# [Instruction]
How many lines in the records below contain the word "white"? Reply with the number alone.

-- BEGIN Data shown --

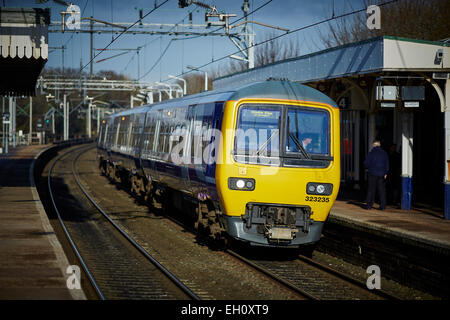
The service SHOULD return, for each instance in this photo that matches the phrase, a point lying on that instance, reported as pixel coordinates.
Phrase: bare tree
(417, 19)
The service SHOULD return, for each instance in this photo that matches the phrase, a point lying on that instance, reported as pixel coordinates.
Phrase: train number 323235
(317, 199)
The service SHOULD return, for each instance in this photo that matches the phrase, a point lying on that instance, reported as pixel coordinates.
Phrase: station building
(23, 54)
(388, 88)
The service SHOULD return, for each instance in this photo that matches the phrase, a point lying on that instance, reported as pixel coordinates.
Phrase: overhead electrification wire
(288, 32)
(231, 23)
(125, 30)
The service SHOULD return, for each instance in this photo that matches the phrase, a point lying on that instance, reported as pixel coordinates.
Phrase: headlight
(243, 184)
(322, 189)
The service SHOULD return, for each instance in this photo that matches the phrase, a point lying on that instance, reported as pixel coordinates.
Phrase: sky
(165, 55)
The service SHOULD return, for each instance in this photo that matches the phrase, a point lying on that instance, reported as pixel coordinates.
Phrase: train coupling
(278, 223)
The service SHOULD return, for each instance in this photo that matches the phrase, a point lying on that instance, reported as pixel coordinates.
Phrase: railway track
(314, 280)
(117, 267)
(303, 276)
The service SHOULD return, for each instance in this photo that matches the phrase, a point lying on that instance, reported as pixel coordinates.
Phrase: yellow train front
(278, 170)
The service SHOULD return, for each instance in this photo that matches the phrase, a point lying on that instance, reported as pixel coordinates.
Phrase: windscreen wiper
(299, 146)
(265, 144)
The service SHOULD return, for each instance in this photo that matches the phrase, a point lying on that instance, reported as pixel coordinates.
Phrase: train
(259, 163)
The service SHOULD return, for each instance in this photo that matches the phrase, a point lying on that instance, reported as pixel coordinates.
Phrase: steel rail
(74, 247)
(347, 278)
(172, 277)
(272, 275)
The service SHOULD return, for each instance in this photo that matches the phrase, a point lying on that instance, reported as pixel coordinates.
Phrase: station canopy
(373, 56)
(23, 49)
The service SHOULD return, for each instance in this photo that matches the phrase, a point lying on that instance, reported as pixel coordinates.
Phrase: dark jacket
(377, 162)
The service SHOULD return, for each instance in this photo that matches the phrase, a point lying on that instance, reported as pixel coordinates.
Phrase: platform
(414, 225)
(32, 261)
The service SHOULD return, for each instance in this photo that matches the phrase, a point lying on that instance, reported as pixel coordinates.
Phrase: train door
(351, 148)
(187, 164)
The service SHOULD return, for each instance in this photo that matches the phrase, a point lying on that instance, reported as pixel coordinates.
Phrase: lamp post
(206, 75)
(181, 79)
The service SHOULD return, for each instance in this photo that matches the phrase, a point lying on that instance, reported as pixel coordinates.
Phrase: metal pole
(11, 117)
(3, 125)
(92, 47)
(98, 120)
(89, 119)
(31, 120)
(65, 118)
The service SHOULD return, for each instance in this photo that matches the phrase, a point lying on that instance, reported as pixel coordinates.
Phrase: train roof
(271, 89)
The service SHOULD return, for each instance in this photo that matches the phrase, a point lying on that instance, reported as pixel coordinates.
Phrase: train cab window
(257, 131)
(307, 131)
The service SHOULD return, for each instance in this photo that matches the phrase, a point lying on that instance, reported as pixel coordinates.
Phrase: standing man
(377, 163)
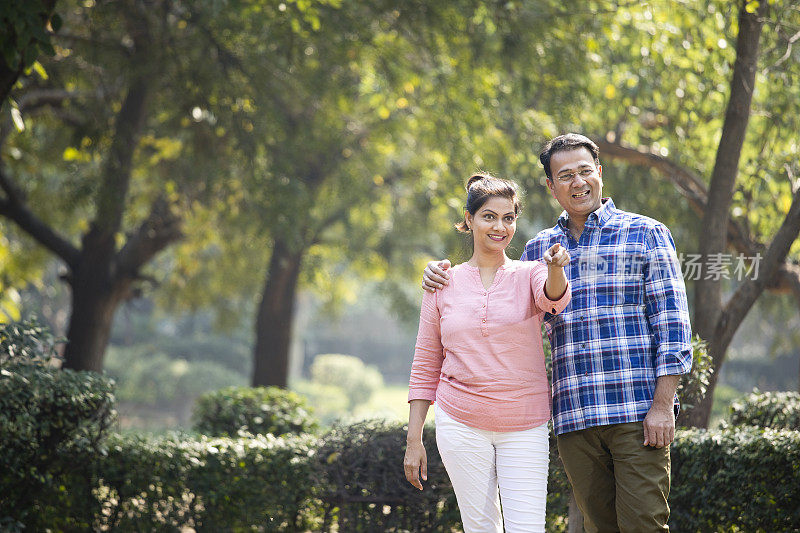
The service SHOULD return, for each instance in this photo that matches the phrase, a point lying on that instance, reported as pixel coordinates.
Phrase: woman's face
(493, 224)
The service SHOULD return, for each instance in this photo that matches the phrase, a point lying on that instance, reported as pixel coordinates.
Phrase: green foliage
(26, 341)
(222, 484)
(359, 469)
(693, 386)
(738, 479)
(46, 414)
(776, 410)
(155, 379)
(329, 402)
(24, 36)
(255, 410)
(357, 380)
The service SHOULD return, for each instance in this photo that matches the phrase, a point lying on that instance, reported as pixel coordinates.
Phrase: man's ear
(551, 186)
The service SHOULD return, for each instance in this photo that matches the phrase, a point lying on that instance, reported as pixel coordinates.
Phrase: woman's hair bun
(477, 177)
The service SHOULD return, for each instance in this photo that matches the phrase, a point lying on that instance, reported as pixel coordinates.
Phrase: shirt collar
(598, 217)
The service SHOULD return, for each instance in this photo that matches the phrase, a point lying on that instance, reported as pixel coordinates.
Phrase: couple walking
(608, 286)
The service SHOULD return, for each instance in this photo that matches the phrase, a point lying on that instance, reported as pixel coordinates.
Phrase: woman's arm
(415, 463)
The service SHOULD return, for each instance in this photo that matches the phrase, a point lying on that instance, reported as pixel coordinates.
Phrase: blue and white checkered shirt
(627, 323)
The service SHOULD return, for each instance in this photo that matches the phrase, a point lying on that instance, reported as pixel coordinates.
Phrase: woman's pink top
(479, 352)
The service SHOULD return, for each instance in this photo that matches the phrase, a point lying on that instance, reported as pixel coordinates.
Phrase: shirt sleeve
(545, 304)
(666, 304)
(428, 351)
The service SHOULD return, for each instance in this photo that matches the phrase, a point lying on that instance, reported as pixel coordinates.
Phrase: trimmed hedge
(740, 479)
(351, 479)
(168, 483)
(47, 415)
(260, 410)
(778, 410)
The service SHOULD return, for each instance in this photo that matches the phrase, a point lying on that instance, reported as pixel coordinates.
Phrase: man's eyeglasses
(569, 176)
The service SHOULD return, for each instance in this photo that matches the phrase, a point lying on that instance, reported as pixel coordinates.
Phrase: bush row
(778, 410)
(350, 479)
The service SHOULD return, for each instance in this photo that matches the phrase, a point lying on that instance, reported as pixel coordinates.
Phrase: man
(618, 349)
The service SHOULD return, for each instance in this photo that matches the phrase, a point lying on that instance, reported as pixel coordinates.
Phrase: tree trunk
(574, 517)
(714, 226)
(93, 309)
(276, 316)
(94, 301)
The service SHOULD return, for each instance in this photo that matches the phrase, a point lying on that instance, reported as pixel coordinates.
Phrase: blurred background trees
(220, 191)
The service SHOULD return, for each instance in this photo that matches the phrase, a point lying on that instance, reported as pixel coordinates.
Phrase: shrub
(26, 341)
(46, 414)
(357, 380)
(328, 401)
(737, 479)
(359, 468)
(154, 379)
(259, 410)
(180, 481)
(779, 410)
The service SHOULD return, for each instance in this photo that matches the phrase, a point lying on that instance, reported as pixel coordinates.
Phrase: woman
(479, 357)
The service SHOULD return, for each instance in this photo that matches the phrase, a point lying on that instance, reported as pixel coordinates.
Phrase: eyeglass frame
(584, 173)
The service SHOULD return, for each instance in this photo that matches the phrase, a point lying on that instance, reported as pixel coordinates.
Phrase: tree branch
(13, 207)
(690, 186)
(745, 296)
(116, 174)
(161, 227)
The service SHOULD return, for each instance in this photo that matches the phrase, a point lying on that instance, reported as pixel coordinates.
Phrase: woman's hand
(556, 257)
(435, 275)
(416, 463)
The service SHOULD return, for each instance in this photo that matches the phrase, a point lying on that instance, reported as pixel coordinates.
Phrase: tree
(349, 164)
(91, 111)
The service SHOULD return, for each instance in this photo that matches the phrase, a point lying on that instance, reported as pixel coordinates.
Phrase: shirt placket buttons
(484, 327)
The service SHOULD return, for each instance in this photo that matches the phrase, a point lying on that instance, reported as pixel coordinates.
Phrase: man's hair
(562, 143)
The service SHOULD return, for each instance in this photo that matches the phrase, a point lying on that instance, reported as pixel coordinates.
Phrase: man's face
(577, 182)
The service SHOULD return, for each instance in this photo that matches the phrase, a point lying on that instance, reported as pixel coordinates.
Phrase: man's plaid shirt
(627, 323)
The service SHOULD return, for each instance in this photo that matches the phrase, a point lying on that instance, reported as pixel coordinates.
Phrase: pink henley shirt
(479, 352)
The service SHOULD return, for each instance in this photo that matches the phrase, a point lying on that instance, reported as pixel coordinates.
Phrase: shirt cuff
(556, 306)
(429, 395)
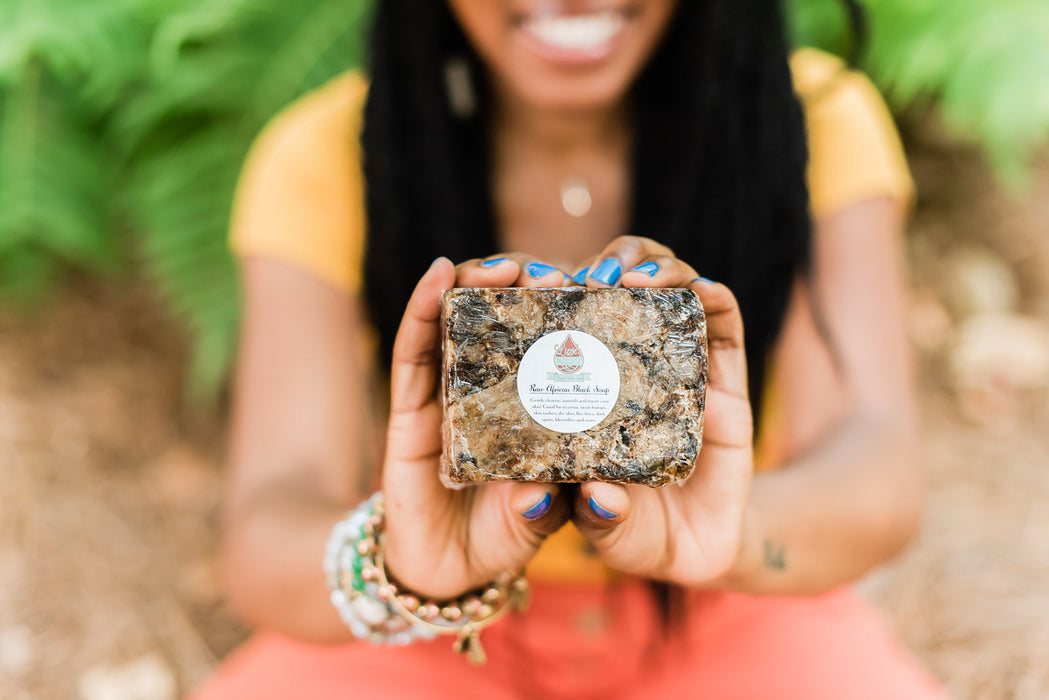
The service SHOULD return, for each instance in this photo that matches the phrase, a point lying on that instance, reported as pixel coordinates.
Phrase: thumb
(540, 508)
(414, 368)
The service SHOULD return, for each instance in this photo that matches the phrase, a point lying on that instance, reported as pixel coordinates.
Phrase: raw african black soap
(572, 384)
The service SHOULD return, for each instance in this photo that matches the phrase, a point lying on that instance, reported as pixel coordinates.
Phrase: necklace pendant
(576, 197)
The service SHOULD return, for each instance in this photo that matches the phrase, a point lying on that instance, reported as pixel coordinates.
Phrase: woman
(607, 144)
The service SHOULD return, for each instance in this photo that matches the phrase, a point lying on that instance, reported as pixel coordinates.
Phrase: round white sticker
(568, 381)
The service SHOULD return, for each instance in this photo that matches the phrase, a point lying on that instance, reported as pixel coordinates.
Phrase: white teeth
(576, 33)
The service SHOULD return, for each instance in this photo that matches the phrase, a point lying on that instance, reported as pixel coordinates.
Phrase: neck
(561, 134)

-- END Data shown --

# [Answer]
3